Excerpt provided:
Content starts

Bird flu viruses would have to make at least two simultaneous genetic mutations before they could be transmitted readily from human to human, according to research published in PLoS ONE.
The authors of the new study, from Imperial College London, the University of Reading and the University of North Carolina, USA, argue that it is very unlikely that two genetic mutations would occur at the same time. The study adds to our understanding of why avian influenza has not yet caused a pandemic.
Earlier this year, the Imperial researchers also showed that avian influenza viruses do not thrive in humans because, at 32 degrees Celsius, the temperature inside a person's nose is too low.
This study suggests that one reason why H5N1 has not yet caused a pandemic is that two genetic mutations would need to happen to the virus at the same time in order to enable it to infect the right cells and become transmissible. At present, H5 viruses can only infect one of the two main types of cell in the mouth and nose, a type of cell known as a ciliated cell. In order for H5 to transmit from human to human, it would need to be able to infect the other, non-ciliated type of cell as well.

Content ends

Supplied information:

Content starts

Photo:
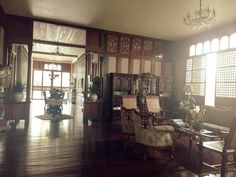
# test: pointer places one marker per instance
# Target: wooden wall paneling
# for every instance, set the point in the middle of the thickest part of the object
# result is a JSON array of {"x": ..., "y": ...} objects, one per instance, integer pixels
[
  {"x": 118, "y": 64},
  {"x": 157, "y": 70},
  {"x": 112, "y": 64},
  {"x": 136, "y": 47},
  {"x": 147, "y": 48},
  {"x": 112, "y": 43},
  {"x": 125, "y": 45},
  {"x": 124, "y": 65},
  {"x": 136, "y": 66},
  {"x": 147, "y": 66}
]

Content ends

Required work:
**a)** List every institution that the bird flu article names as home to the authors of the new study.
**b)** Resume the bird flu article from its last sentence.

Answers to each task:
**a)**
Imperial College London
University of Reading
University of North Carolina, USA

**b)**
To infect a cell, the influenza virus uses a protein called HA to attach itself to a receptor molecule on the cell's surface. However, it can only do this if the HA protein fits that particular receptor. The research shows that H5 would only be able to make this kind of adaptation and fit the receptor on the cells that are important for virus transmission if it went through two simultaneous genetic mutations.
Professor Wendy Barclay, corresponding author of the study from the Division of Investigative Science at Imperial College London, said: "H5N1 is a particularly nasty virus, so when humans started to get infected with bird flu, people started to panic. An H5N1 pandemic would be devastating for global health. Thankfully, we haven't yet had a major outbreak, and this has led some people to ask, what happened to bird flu? We wanted to know why the virus hasn't been able to jump from human to human easily," she said.
"Our new research suggests that it is less likely than we thought that H5N1 will cause a pandemic, because it's far harder for it to infect the right cells. The odds of it undergoing the kind of double mutation that would be needed are extremely low. However, viruses mutate all the time, so we shouldn't be complacent. Our new findings do not mean that this kind of pandemic could never happen. It's important that scientists keep working on vaccines so that people can be protected if such an event occurs," added Professor Barclay.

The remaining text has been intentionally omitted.